── STORED ROWS ──

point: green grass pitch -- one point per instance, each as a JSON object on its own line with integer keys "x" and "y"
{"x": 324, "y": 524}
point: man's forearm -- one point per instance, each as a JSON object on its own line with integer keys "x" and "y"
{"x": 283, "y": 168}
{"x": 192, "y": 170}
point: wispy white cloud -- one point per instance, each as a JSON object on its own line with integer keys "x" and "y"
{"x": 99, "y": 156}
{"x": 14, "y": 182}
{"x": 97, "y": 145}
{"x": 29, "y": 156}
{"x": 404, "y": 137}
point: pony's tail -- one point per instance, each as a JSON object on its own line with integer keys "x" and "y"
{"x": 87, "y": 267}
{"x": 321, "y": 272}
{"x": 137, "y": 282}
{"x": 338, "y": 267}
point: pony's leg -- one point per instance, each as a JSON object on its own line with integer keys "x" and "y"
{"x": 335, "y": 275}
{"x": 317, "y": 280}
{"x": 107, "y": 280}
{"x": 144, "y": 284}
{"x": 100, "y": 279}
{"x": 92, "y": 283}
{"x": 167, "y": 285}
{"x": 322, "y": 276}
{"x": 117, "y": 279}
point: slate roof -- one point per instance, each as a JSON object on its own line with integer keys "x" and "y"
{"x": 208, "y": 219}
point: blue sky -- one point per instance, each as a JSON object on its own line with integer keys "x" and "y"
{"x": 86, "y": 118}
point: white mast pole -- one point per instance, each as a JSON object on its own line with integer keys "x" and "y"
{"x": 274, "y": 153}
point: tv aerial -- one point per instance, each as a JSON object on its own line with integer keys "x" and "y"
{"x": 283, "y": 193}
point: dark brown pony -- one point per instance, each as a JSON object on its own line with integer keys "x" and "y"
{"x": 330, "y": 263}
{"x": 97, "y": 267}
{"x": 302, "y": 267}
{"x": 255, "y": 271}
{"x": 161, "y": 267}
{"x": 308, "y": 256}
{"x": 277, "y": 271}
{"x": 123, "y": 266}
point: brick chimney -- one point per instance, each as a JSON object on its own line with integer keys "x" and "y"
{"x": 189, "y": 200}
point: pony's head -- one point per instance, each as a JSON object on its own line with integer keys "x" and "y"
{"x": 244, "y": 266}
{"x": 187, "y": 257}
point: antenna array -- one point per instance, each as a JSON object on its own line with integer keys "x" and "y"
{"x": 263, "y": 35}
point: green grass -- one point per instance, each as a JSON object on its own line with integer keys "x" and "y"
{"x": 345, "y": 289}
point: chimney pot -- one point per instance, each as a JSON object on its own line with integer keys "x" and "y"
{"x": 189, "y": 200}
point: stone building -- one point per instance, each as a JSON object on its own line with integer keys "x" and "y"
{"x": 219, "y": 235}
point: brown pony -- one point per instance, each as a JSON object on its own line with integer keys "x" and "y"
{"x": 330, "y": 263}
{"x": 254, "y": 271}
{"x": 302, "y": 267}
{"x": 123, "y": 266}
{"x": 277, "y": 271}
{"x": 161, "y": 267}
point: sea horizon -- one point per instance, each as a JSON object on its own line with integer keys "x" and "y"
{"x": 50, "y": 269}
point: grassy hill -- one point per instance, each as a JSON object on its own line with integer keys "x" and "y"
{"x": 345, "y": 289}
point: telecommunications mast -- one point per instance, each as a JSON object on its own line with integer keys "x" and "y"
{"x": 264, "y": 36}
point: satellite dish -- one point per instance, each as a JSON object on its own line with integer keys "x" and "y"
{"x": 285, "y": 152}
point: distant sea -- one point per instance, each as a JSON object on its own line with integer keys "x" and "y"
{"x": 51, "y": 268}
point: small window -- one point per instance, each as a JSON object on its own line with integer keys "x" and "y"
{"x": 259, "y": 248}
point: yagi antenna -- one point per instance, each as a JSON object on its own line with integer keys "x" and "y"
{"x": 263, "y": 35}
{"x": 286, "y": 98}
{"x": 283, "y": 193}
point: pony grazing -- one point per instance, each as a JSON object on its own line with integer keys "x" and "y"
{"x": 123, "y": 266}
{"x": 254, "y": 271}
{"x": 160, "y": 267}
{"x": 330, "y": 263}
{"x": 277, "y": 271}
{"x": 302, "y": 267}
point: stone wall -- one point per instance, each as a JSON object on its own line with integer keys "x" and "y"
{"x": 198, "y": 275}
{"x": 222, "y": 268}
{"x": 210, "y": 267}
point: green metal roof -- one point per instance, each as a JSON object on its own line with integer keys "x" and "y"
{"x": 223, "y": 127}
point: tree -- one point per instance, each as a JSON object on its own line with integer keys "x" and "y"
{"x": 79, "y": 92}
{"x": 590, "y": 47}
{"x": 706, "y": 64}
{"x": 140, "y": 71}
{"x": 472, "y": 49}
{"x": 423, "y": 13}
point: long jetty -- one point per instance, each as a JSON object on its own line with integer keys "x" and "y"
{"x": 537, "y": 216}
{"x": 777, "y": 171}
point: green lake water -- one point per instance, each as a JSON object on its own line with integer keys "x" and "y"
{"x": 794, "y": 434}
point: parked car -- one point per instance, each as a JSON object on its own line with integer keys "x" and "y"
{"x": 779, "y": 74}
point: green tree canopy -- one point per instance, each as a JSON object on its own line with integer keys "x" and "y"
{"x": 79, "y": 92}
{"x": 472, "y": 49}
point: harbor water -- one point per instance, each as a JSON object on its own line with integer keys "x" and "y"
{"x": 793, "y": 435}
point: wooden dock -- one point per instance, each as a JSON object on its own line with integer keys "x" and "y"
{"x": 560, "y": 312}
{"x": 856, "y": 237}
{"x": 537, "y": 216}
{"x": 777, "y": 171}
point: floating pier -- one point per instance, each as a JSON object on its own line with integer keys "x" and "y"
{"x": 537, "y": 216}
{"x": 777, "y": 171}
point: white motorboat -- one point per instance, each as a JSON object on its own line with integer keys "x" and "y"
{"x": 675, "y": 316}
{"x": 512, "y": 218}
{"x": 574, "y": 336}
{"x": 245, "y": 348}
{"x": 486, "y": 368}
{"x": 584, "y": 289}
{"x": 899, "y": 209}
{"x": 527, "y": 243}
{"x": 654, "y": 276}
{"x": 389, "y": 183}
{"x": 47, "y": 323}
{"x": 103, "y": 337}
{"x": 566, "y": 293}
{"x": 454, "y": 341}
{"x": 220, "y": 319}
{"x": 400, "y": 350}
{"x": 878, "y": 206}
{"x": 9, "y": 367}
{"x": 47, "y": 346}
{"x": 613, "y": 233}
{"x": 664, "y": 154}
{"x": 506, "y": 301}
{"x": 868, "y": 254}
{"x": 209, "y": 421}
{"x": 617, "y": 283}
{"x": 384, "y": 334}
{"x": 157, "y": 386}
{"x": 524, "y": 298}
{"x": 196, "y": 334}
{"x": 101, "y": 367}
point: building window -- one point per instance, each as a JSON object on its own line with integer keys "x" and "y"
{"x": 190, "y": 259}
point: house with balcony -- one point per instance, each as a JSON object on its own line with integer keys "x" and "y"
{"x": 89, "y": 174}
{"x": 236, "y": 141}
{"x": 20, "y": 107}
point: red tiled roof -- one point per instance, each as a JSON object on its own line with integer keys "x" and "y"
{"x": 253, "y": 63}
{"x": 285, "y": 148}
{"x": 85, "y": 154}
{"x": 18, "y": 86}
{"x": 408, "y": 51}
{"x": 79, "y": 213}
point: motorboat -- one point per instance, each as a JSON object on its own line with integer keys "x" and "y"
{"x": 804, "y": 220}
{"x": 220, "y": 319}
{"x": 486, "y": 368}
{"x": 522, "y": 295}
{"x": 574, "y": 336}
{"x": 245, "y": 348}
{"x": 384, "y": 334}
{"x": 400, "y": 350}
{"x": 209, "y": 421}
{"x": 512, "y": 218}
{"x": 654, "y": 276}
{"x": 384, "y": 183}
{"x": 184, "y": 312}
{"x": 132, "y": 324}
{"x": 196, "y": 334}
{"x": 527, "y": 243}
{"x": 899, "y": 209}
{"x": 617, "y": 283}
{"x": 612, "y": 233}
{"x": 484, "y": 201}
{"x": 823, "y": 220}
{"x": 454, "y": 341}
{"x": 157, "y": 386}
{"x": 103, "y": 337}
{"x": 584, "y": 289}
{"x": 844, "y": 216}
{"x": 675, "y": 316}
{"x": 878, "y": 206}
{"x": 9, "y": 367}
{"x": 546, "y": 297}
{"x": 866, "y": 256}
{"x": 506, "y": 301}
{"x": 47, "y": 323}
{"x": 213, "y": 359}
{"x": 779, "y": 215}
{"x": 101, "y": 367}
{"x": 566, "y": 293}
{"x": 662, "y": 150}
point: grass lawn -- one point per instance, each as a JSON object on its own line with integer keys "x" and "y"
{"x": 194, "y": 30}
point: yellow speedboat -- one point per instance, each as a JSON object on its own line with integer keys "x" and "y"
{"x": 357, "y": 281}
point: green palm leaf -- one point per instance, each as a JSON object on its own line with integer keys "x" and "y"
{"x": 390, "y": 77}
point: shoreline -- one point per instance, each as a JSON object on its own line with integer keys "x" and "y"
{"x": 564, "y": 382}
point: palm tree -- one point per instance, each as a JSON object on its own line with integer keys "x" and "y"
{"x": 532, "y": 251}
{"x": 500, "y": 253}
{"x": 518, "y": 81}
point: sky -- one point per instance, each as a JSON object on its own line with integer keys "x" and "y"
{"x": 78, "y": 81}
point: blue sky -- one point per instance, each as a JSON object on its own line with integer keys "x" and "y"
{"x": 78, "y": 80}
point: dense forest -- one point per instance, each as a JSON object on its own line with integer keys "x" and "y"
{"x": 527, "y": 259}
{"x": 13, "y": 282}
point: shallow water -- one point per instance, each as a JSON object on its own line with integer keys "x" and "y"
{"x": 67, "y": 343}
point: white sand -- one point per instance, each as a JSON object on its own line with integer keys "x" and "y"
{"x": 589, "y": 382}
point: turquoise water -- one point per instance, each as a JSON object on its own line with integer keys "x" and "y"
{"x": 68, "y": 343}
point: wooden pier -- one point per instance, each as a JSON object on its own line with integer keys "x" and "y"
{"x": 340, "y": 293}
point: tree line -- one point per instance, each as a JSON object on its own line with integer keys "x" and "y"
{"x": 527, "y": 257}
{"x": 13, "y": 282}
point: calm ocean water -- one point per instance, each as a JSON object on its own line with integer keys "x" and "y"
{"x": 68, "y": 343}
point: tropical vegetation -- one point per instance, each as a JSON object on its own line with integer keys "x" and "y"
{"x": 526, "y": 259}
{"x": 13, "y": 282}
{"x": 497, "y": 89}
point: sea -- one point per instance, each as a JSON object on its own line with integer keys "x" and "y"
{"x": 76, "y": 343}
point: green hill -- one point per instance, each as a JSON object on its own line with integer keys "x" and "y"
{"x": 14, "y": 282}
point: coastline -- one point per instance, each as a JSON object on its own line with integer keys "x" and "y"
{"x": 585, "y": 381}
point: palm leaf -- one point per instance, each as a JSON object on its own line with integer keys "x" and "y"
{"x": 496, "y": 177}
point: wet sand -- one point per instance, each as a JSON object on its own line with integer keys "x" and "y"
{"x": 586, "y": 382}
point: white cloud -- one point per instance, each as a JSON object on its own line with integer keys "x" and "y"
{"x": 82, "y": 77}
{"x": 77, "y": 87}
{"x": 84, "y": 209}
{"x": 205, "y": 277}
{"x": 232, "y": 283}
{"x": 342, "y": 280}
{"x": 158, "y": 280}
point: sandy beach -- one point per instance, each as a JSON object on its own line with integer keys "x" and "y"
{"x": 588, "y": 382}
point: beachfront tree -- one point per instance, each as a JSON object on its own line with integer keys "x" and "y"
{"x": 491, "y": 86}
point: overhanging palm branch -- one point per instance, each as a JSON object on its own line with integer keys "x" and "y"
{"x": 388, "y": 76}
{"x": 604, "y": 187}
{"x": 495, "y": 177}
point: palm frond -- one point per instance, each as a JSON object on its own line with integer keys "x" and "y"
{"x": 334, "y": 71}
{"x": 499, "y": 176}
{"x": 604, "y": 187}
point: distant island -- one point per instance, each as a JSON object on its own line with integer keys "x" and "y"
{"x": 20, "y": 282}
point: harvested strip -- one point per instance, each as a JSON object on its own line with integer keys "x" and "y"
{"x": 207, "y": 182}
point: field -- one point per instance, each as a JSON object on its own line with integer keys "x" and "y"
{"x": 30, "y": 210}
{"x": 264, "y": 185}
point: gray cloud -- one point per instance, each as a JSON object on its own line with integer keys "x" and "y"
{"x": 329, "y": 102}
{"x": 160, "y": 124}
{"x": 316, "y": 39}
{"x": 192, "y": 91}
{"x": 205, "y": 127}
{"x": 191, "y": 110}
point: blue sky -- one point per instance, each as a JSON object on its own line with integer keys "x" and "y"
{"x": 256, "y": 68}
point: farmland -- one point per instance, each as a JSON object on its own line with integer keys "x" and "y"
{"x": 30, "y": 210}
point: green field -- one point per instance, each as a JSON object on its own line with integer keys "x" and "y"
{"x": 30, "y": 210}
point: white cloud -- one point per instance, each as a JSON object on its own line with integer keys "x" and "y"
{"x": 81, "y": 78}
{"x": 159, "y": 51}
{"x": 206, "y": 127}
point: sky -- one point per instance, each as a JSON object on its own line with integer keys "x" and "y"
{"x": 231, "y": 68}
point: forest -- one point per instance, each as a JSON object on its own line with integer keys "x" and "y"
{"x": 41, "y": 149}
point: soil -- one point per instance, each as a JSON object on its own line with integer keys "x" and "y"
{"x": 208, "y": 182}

───

-- AIM --
Find the line containing "point: palm frond", then output it and every line after it to the end of the data, exactly.

-- RESPONSE --
point: palm frond -- one point per instance, each as a JSON object on its own line with integer keys "x" and "y"
{"x": 334, "y": 71}
{"x": 499, "y": 176}
{"x": 604, "y": 187}
point: distant island -- one point per instance, each as a JSON object on its own line with integer keys "x" and "y"
{"x": 20, "y": 282}
point: harvested strip -- one point per instance, each as a JSON object on its own line with integer keys "x" and "y"
{"x": 207, "y": 182}
point: field -- one point per instance, each as a JSON object on its own line with integer keys "x" and "y"
{"x": 30, "y": 210}
{"x": 264, "y": 185}
point: gray cloud -- one point per instance, each as a JSON object on its own line with integer keys "x" and "y"
{"x": 329, "y": 102}
{"x": 160, "y": 124}
{"x": 316, "y": 39}
{"x": 192, "y": 91}
{"x": 205, "y": 127}
{"x": 191, "y": 110}
point: blue sky -- one point per instance, each as a JSON object on its own line with integer keys "x" and "y"
{"x": 256, "y": 68}
point: farmland -- one point per instance, each as a JSON object on its own line with integer keys "x" and "y"
{"x": 30, "y": 210}
point: green field -- one point per instance, each as a JSON object on its own line with integer keys "x" and "y"
{"x": 30, "y": 210}
point: white cloud -- one point per instance, each as a JSON object on its own line with integer keys "x" and "y"
{"x": 81, "y": 78}
{"x": 159, "y": 51}
{"x": 206, "y": 127}
point: sky -- one point per instance, each as a JSON object on its own line with integer keys "x" and "y"
{"x": 231, "y": 68}
point: forest -- one point per instance, each as a JSON object on its own line with integer keys "x" and "y"
{"x": 41, "y": 149}
point: soil -- one point per instance, each as a JSON object on its own line with integer keys "x" and "y"
{"x": 208, "y": 182}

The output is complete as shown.